Stored data |
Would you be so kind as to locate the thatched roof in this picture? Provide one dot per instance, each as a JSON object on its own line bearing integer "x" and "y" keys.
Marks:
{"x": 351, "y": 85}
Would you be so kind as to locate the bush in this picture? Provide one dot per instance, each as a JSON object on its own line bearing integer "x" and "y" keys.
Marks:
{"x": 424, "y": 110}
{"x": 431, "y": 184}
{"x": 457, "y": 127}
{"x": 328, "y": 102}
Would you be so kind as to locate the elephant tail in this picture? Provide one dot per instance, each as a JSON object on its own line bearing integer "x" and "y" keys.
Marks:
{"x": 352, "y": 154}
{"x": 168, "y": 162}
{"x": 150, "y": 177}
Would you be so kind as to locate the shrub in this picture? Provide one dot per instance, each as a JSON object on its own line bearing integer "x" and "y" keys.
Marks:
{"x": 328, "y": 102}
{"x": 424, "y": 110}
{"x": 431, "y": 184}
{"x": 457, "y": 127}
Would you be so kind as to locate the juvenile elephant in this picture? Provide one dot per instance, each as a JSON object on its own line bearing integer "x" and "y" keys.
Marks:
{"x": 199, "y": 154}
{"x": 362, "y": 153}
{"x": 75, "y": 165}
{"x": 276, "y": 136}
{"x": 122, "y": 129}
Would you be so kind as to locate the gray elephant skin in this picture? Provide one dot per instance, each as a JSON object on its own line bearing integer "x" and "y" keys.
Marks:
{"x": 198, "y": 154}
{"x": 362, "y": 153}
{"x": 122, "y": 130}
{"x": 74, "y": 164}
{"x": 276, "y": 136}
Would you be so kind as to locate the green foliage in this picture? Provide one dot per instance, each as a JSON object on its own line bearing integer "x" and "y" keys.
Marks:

Directive | Please write out the lines from the one containing "Would you be so kind as to locate the green" through the last line, substituting "leaves" for "foliage" and changing nothing else.

Response below |
Would you be so kind as to locate the green leaves in this picture? Provide one dot per instance, each as a JSON object on its own line bearing integer "x" and "y" keys.
Marks:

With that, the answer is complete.